* [Given text]:
____________________

MAURICE GLINTON COMES OUT
    Maurice Glinton is a man that abhors politics but in slow ways he is coming to the public fore.  He was active in the campaign against the referendum earlier in the year, although not in a partisan political way.  Now he was out at Peter Bethell’s funeral giving a eulogy for a friend.  Some thought it was little too long. At the end, there were shouts of praise the lord and alleluia but the piece was considered, philosophical, and anecdotal and reaffirmed Maurice’s down home connection.
 

BRADLEY TO RETIRE?
    There was a service of thanksgiving for C.B. Moss Tuesday 30th July.  Rev. C.B. Moss is now the Vice President of the Senate.  Senator Moss stepped down from the race for Bain Town/Grants Town constituency so that Mr. Roberts could have a clear field.  He was made a Senator for that.  Mr. Roberts had made it known that he did not intend to serve a full term as an MP.  He always said that he would step down after two and a half years.  Most people had forgotten the promise.  The Prime Minister is said not to support it.  But at the service for Senator Moss, Mr. Roberts brought it up again.  He said that his days as a representative are numbered.  Mr. Roberts told the congregation: “As my days wind down as the representative of the Bain and Grants Town constituency it is my hope that the people will welcome Rev. C.B. Moss as my recommendation to replace me.”
 
 

STUART BACK BEFORE THE COURTS
    Cassius Stuart and Omar Smith, the pair who frightened the daylights out of the former Speaker of the House of Assembly in December last year were before the courts again on 30th July.  This time the case was adjourned for a second time to 22nd October.   The Government should have stopped this stupid case a long time ago.  The case makes no sense.  Italia Johnson, the Speaker of the House did not even show up to give evidence.  We hope that the Government acts to stop this prosecution that was a political error made by the Free National Movement.
 

THE CHAMBER AND FTAA

    It appears that the private sector has leaped ahead of the Government in its readiness for the Free Trade of the Americas Agreement that is to come into force on the 1st January 2005.  The Chamber, headed by Ray Winder (pictured), the accountant, has been in the news quite a lot over the last week.  There is a report that they commissioned that has been released and shows that the country is only about fifty per cent ready for the agreement.  The Government’s preparedness is severely lacking.  Then there are those who outright oppose the process like Gilbert Morris, formerly of the Nassau Institute and Rawle Maynard, the Freeport Attorney.  The Ministry of Foreign Affairs is to reconvene its civil society consultation process in the week of 23rd of August on that and other questions.  Ray Winder told the press that there are enormous opportunities for wealth when FTAA is implemented.
 

THE COMMONWEALTH GAMES

    The Bahamas has had its best success ever in the Commonwealth Games.  We have emerged number eight in the standings of the Games.  While the games do not really have all the top world talent in it because the Americans and Russians are out of it, there is fierce competition and there is world-class talent.  The Bahamas is clearly head of the class.  Debbie Ferguson captured the gold in the 200 metres, the 100 metres and the gold medal for the women’s 4x100 metres relay.  The men won the bronze in the 4x400 metre relay, when Jamaica dropped the baton.  Chris Brown ran the starting leg and Tim Munnings the anchor.  The country was ecstatic. Anchor Tim Munnings takes the baton from Dominic Demeritte during the final heat in this Tribune photo by Felipe Major.

____________________

* [Raw data]:
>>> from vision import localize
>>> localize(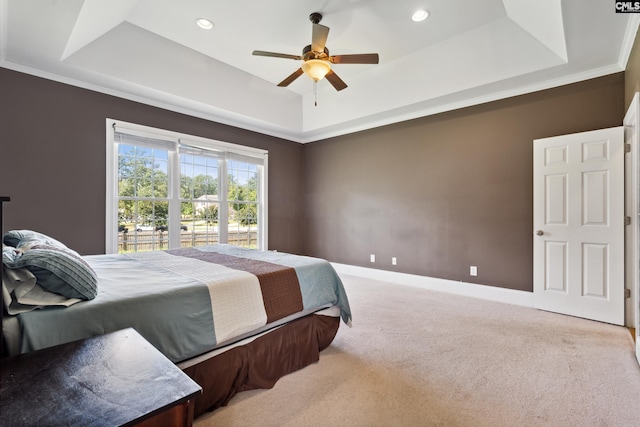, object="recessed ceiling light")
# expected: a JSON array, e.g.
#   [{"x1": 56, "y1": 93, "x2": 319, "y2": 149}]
[
  {"x1": 196, "y1": 18, "x2": 213, "y2": 30},
  {"x1": 411, "y1": 9, "x2": 429, "y2": 22}
]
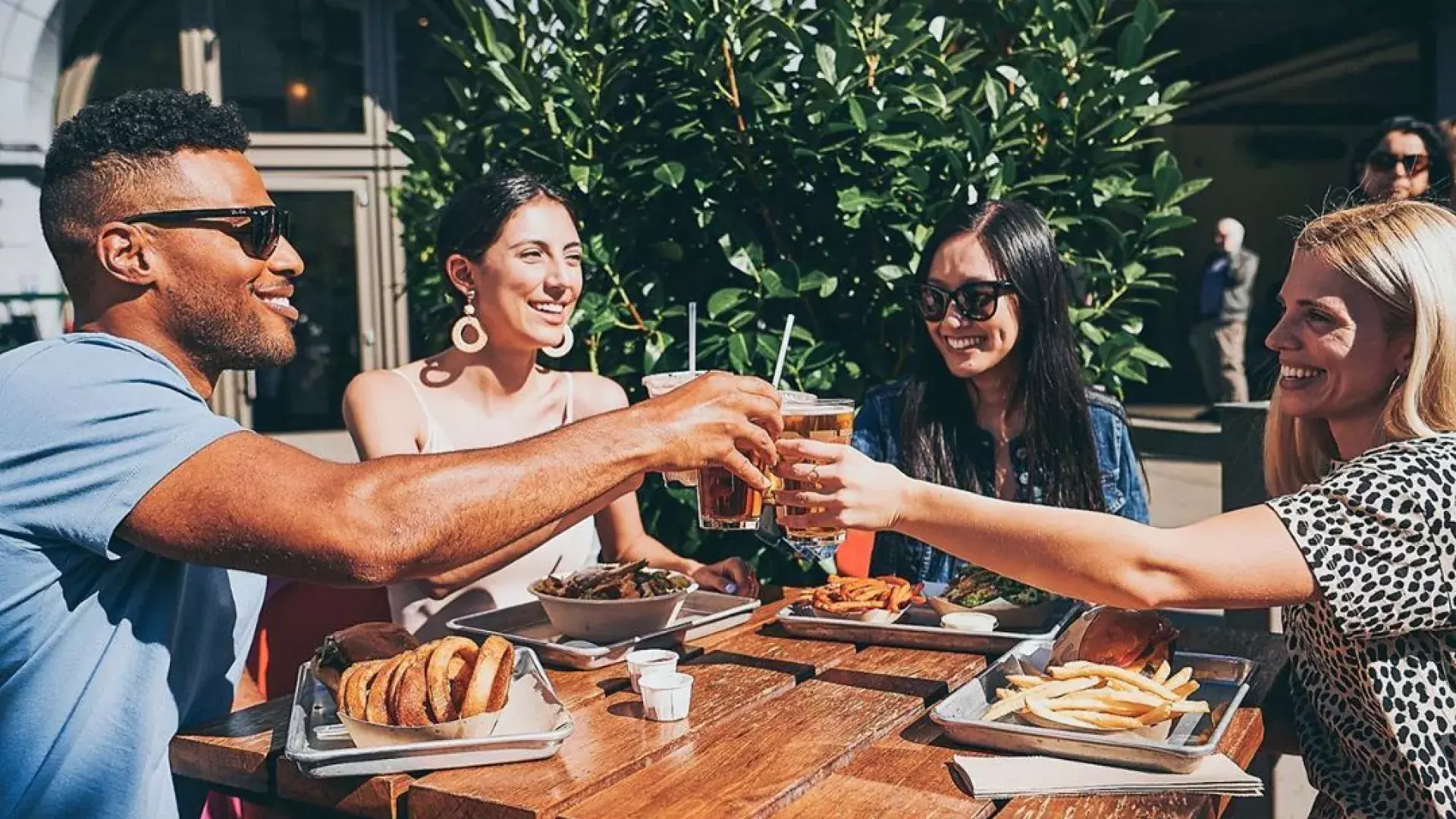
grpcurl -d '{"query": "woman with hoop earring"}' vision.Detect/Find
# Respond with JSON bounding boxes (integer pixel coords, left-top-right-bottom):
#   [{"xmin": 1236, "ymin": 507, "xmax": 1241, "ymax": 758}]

____________________

* [Required work]:
**A.** Set down, word for word, the passage of the Bahamian news column above starting at "It appears that" and ending at "FTAA is implemented.".
**B.** Carry the Bahamian news column above forward from its final sentence.

* [Outputs in order]:
**A.**
It appears that the private sector has leaped ahead of the Government in its readiness for the Free Trade of the Americas Agreement that is to come into force on the 1st January 2005.  The Chamber, headed by Ray Winder (pictured), the accountant, has been in the news quite a lot over the last week.  There is a report that they commissioned that has been released and shows that the country is only about fifty per cent ready for the agreement.  The Government’s preparedness is severely lacking.  Then there are those who outright oppose the process like Gilbert Morris, formerly of the Nassau Institute and Rawle Maynard, the Freeport Attorney.  The Ministry of Foreign Affairs is to reconvene its civil society consultation process in the week of 23rd of August on that and other questions.  Ray Winder told the press that there are enormous opportunities for wealth when FTAA is implemented.

**B.**
 
 

THE AIR TRAFFIC CONTROLLERS
    The Acting Minister of Labour Fred Mitchell has managed to settle some of the issues between the Bahamas Air Traffic Controllers Union and the Ministry of Transport.  You will remember that in his private life, he represented them before the Courts after the Government summarily sent them home.  Now, sources say with the leave of the Prime Minister and after consultation with the substantive Minister of Labour Vincent Peet, a conciliation hearing was convened and the parties have agreed that all the air traffic controllers are to return to work as early as Tuesday 6th August.  The Prime Minister is expected to make an announcement on Tuesday morning.
 
 

THE U.S. AMBASSADOR

    When J. Richard Blankenship will have left The Bahamas no one can say that he did not leave his mark.  He has built himself quite a reputation around here for his interventions, not many of them popular, about various public policy issues in The Bahamas.  The last time, people got miffed was something said about drugs in The Bahamas at an address to the College of The Bahamas.   Not to be deterred, and notwithstanding columnist Nicki Kelly’s views, Mr. Blankenship has been in the press again.  All week long the Nassau Guardian has been running a series of interviews with Mr. Blankenship.  He told The Guardian that he will not stop speaking.  He said, “Idle criticisms won’t silence me.” And he added: “There are those that will complain and say that I am meddling, but this is a free country and we can all speak our minds.  I am thick skinned and I have learned to ignore those comments that arise from idle chatter.” As they say: that will hold you. Ambassador Blankenship is shown beating a Junkanoo drum during recent Independence Celebrations in Exuma.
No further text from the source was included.